• _Directive_: Write out the honey caramel thread word for word from "## Tim KS (May" to "of the fridge.".

>> start Source passage

# Melt in your mouth Honey caramel!



## Kamon A. Reynolds (Apr 15, 2012)

Hey everyone here is Laurel's honey caramel recipe. We primarily make it for friends and family around Christmas. They can be mixed with a host of things or warmed and dribbled over apple slices. 

https://youtu.be/wGKDNtc-lk0

Honey caramels melt in your mouth and make perfect Christmas gifts!!! 
The directions are as follows:
1 cup Liquid Gold (Honey)
3/4 Cup Heavy Cream 
1 1/2 teaspoon of Vanilla
6 tablespoons of room temp salted butter. (Both Salted and Unsalted will work)

Heat and mix honey and cream in a heavy-bottomed pan on medium heat. Using an accurate thermometer heat to 275 F. As soon as the honey/cream reaches 275 F. remove from heat and then the vanilla and butter should be added. Stir all of the ingredients together well and pour into a buttered glass container. Place the caramels in a fridge to cool.


----------



## msl (Sep 6, 2016)

:thumbsup:
my wife made some the outer night, sooo good


----------



## Tim KS (May 9, 2014)

Sounds great!


----------



## AHudd (Mar 5, 2015)

Sounds great. One question, should the butter be softened or right out of the fridge.

Alex


----------



## Kamon A. Reynolds (Apr 15, 2012)

Hey Alex. We always have used room temperature butter. However, throwing in a cold stick will probably just add to the time it takes to get to 275 degrees. Then again I have been wrong before.....


----------



## AHudd (Mar 5, 2015)

Tennessee's Bees LLC said:


> https://youtu.be/wGKDNtc-lk0
> 
> As soon as the honey/cream reaches 275 F. remove from heat and then the vanilla and butter should be added.


I didn't know if cold butter would make it cool too quickly. I'll use room temp just in case. 

Thanks again,
Alex


----------



## Kamon A. Reynolds (Apr 15, 2012)

>> end Source passage
>> start Information supplied

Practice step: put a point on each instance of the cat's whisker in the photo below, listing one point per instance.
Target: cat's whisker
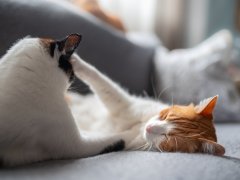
(176, 143)
(150, 147)
(162, 91)
(158, 148)
(154, 88)
(142, 147)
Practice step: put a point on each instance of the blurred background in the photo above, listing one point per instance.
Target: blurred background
(178, 23)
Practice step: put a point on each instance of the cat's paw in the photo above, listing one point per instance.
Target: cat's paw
(75, 61)
(81, 68)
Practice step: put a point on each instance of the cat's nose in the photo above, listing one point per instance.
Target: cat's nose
(149, 128)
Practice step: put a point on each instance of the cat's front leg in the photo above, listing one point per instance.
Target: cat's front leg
(111, 94)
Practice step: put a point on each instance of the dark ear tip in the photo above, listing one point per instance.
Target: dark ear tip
(79, 36)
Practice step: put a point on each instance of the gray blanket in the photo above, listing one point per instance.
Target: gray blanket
(143, 165)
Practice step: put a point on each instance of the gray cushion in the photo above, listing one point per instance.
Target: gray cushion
(106, 48)
(143, 165)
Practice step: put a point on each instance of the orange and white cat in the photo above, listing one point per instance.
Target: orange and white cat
(149, 124)
(37, 124)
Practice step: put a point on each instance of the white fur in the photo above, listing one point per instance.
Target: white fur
(37, 124)
(112, 110)
(35, 121)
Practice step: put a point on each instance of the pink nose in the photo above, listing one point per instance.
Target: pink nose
(149, 128)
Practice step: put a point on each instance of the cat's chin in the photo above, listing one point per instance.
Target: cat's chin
(155, 131)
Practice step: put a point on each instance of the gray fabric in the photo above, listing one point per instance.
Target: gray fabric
(102, 46)
(143, 165)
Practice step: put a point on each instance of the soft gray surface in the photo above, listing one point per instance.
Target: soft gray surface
(102, 46)
(143, 165)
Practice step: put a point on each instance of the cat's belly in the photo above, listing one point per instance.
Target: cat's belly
(92, 116)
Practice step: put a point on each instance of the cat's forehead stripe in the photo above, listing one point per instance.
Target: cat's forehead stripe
(46, 41)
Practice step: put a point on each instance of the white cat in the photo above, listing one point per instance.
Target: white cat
(37, 124)
(35, 121)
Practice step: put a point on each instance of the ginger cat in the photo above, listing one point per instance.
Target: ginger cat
(150, 124)
(37, 124)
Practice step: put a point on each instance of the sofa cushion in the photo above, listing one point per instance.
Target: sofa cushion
(143, 165)
(102, 46)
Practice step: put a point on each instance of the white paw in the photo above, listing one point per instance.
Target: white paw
(77, 62)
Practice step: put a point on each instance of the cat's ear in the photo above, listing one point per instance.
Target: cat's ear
(211, 147)
(207, 106)
(69, 44)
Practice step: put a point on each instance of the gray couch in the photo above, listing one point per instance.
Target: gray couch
(113, 54)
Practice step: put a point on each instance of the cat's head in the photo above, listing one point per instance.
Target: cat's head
(47, 56)
(62, 50)
(185, 129)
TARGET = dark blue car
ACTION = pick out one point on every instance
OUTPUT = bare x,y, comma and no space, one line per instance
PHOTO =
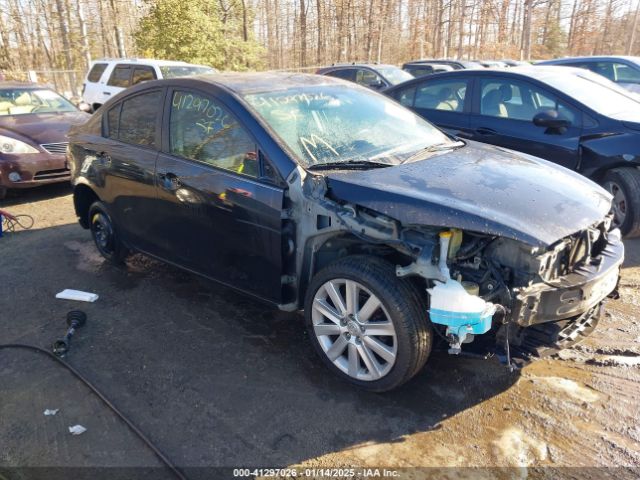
310,192
569,116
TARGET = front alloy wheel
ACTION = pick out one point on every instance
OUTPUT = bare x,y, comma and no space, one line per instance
624,185
368,326
104,234
354,329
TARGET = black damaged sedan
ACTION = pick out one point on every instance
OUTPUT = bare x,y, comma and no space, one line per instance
314,194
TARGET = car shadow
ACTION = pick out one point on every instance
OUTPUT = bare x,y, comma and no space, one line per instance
28,195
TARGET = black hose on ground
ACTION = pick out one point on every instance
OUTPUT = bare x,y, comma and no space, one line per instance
107,402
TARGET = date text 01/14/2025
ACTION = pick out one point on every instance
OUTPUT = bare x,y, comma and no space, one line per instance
335,473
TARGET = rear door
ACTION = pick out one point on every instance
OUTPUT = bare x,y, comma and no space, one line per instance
443,101
503,113
220,202
127,160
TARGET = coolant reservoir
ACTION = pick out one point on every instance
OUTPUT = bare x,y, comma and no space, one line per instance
463,313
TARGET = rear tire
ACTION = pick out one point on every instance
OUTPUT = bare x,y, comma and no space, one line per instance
380,338
624,185
105,236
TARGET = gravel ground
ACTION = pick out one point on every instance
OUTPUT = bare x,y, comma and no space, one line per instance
218,380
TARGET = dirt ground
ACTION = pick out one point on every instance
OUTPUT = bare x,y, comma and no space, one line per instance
218,380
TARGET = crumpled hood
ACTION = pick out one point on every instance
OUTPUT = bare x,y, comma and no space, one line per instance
480,188
41,127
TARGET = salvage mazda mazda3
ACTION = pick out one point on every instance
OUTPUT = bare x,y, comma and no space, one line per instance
315,194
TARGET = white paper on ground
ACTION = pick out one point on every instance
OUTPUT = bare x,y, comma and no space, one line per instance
77,430
69,294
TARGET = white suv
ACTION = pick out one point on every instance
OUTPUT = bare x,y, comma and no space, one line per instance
109,77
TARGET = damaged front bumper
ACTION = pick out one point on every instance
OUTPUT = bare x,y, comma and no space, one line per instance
575,293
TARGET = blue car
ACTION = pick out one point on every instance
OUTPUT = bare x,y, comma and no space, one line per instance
569,116
623,70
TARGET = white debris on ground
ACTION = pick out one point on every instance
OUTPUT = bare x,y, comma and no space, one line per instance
77,430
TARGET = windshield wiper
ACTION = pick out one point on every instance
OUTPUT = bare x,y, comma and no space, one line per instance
438,147
348,164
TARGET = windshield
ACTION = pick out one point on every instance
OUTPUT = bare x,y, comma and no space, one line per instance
394,75
184,71
340,123
19,101
597,93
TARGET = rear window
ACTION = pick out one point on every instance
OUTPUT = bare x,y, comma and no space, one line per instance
142,74
120,76
96,72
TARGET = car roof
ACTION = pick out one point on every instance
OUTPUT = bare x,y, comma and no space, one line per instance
148,61
359,65
253,82
593,58
13,84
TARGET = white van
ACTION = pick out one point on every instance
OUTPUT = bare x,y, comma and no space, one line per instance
109,77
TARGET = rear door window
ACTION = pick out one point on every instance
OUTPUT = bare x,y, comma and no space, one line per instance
120,77
447,94
405,96
113,117
202,129
142,74
137,119
368,78
96,72
518,100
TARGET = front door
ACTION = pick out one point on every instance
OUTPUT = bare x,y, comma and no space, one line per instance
504,116
221,211
127,162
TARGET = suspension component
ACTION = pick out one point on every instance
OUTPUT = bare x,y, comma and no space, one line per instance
75,320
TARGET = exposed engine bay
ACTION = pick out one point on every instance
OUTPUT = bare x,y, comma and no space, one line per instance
478,283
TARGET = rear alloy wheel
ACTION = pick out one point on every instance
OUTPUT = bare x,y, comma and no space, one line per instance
624,185
104,235
368,326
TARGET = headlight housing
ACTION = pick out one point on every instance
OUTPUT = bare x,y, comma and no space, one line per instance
13,146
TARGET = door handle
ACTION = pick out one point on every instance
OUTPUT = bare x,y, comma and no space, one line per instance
169,181
486,131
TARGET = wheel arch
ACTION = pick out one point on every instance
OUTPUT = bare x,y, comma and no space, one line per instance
83,198
322,250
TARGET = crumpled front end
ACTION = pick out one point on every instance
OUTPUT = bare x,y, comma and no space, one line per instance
551,297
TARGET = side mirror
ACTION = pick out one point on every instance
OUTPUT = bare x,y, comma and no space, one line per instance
551,119
85,107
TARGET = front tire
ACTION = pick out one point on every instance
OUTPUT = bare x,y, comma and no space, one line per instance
624,185
368,326
104,234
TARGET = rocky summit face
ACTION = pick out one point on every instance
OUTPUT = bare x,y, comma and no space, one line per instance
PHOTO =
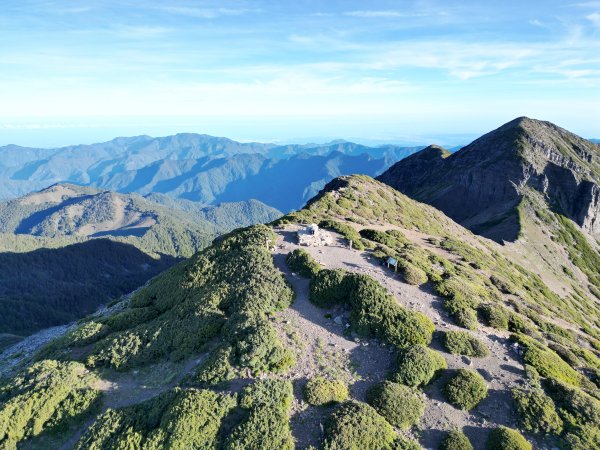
482,185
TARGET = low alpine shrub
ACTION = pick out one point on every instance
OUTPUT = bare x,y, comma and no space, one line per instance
456,440
417,366
466,389
321,391
400,405
463,343
503,438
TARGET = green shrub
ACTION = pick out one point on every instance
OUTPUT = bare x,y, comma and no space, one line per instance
402,406
495,316
585,437
267,424
390,238
566,354
345,230
257,346
174,419
417,366
465,389
402,443
456,440
550,365
576,407
503,438
217,368
466,318
233,283
462,343
321,391
536,411
375,312
462,299
49,395
356,426
414,275
300,261
330,287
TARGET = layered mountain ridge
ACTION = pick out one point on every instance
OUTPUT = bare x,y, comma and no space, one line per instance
258,342
195,167
482,185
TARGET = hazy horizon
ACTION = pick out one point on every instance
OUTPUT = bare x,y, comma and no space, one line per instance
414,72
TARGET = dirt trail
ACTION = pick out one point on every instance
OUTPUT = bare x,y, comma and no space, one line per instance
501,369
323,347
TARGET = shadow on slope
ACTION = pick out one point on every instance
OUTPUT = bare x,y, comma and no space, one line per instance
48,287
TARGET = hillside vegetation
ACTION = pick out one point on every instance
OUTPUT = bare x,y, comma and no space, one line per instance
231,360
59,264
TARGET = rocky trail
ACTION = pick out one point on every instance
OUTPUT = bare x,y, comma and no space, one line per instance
368,361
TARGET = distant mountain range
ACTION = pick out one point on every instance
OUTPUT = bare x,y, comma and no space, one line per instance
483,185
67,249
67,213
195,167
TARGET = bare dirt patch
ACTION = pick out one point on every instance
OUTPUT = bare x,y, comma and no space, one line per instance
502,369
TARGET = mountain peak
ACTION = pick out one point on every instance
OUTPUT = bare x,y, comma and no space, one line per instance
482,184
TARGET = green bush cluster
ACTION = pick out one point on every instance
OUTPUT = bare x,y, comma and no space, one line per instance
217,368
537,412
417,366
456,440
550,365
414,275
47,396
462,299
178,418
579,411
227,289
345,230
266,425
463,343
374,311
55,286
322,391
257,346
301,262
330,287
401,406
503,438
356,426
466,389
495,316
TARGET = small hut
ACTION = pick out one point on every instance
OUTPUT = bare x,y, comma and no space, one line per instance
312,236
392,262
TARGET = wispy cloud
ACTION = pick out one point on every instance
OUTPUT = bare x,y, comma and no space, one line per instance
140,32
376,13
594,18
207,13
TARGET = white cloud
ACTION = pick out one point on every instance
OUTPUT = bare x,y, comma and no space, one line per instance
376,13
594,18
207,13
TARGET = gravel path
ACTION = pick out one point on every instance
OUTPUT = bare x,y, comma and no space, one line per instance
501,369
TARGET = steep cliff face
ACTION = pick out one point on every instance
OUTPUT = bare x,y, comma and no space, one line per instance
482,185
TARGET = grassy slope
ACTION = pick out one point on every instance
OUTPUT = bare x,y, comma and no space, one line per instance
218,304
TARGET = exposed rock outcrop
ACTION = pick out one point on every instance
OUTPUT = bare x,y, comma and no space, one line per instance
482,184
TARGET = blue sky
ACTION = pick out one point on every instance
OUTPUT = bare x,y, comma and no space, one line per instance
407,71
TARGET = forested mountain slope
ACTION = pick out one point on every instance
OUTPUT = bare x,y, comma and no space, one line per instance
195,167
255,342
59,265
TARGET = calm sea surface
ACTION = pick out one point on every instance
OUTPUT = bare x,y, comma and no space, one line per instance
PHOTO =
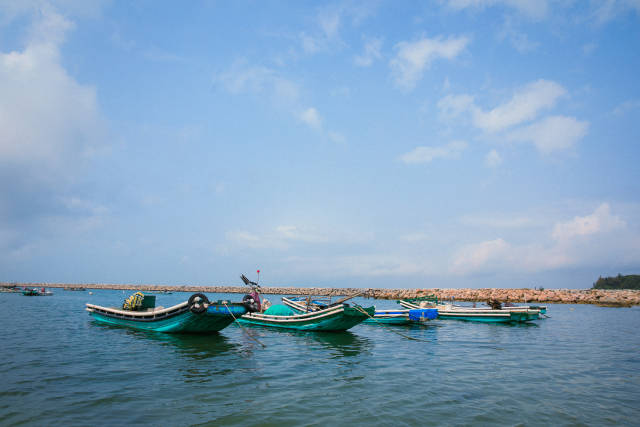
57,367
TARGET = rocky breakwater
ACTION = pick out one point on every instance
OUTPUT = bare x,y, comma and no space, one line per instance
618,298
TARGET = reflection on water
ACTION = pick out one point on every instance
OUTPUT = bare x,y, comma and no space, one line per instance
340,344
197,347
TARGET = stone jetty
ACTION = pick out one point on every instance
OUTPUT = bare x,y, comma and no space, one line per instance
622,298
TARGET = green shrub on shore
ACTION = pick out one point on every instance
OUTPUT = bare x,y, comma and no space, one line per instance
631,281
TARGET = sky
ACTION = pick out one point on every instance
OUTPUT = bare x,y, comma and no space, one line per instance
433,144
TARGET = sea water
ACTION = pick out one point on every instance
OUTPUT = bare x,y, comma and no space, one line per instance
581,366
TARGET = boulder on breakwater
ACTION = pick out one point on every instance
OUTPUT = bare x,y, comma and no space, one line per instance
618,298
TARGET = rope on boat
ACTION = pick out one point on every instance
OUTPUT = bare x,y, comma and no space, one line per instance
242,327
357,307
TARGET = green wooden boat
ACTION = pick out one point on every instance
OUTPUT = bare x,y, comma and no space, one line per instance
301,304
336,318
197,315
474,314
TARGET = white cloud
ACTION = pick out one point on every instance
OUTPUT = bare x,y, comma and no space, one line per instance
369,265
427,154
496,221
452,106
48,121
600,221
493,159
259,80
533,9
299,234
282,237
371,53
475,257
415,237
328,22
337,137
626,106
311,117
525,104
608,10
552,133
519,40
589,240
414,57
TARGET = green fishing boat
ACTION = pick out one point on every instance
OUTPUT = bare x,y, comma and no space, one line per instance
197,315
302,304
336,318
35,292
497,314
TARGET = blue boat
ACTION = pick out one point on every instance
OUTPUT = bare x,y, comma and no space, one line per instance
381,317
474,314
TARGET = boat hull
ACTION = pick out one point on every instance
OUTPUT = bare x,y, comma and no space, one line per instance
338,318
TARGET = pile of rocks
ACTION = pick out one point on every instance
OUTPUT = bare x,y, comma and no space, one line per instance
625,298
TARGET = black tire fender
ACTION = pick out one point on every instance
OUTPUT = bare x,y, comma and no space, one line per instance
198,303
250,303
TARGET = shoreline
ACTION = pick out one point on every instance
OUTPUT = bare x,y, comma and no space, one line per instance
603,297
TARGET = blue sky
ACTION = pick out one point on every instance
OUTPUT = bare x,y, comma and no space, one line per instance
463,143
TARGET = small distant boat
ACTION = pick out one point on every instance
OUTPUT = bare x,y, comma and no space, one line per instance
403,317
303,304
197,315
35,292
473,314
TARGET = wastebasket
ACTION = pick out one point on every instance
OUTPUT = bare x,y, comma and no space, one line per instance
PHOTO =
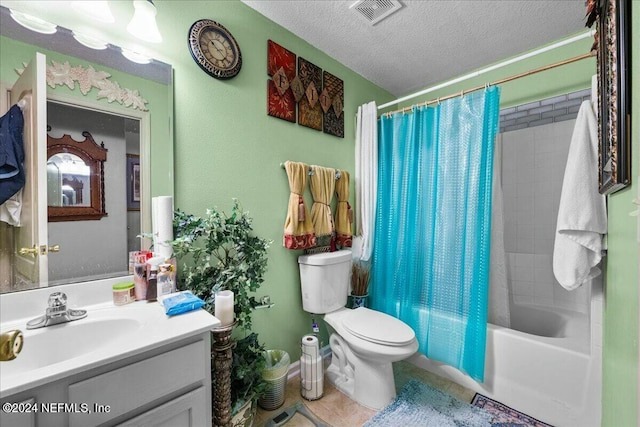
275,374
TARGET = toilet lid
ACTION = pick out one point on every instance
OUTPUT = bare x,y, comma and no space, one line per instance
377,327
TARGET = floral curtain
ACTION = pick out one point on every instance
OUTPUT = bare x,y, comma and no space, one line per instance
323,181
298,228
344,213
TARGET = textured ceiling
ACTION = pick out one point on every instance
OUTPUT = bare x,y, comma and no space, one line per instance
426,42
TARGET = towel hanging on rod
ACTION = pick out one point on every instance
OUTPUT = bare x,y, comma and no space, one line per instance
282,165
298,228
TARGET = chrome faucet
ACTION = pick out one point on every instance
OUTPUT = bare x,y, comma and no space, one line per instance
57,312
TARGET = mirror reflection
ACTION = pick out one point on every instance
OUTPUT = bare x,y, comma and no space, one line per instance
103,240
68,181
87,248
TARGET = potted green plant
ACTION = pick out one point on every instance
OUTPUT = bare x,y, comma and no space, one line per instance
221,252
359,284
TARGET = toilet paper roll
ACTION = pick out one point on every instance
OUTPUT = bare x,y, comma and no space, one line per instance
162,216
311,369
224,307
310,343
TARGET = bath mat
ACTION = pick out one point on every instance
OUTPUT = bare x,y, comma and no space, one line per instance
418,404
504,416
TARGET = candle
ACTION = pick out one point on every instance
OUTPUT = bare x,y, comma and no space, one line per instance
224,307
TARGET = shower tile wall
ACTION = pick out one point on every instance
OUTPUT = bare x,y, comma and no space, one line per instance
532,172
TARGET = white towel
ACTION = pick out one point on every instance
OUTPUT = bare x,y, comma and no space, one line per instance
582,217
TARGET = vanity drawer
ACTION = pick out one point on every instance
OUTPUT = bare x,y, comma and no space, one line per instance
138,384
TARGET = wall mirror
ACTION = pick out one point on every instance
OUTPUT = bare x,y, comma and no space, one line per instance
75,178
88,249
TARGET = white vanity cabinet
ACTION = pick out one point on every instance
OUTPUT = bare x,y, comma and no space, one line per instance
166,386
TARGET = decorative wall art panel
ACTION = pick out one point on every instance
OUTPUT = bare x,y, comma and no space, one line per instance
282,106
279,57
281,65
309,108
332,101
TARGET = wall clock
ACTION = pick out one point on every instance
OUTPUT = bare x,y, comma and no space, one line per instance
214,49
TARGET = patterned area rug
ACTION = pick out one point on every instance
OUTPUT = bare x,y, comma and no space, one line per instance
418,404
504,416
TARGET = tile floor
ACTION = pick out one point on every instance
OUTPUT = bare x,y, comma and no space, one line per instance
337,410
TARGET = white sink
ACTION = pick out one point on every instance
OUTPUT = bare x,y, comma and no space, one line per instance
108,334
44,347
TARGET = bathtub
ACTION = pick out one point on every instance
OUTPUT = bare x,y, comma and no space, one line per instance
545,366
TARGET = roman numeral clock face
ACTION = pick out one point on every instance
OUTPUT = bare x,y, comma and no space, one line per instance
214,49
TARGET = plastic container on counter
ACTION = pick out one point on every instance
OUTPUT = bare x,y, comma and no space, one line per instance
123,293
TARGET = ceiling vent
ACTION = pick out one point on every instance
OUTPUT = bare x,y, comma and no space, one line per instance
375,11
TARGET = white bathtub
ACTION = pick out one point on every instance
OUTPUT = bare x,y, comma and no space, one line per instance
548,373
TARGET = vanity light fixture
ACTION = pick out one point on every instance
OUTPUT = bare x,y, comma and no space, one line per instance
96,9
143,24
32,23
90,42
135,57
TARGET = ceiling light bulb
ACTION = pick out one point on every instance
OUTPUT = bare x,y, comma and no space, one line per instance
96,9
32,23
88,41
143,24
135,57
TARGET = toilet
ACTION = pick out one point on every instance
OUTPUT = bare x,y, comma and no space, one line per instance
363,342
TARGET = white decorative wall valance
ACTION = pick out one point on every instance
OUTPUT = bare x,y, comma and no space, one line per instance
59,74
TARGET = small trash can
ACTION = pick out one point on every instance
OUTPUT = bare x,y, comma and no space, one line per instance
275,374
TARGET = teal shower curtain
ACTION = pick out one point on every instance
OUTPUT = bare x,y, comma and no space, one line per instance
433,225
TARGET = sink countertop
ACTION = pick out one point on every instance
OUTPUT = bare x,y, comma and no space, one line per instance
147,327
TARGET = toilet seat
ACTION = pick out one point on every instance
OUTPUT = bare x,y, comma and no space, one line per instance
376,327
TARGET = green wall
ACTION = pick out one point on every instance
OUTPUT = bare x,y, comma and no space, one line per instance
620,345
227,146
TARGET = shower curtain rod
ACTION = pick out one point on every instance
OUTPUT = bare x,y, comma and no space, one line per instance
497,82
519,58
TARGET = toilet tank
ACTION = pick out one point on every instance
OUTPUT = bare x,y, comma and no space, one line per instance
324,279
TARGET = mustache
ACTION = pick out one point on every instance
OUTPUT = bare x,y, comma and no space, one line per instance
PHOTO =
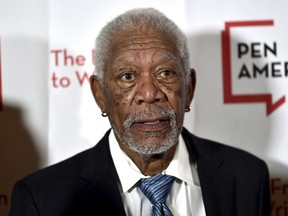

>> end Information supplied

• _The output_:
## Tim KS (May 9, 2014)

Sounds great!


----------



## AHudd (Mar 5, 2015)

Sounds great. One question, should the butter be softened or right out of the fridge.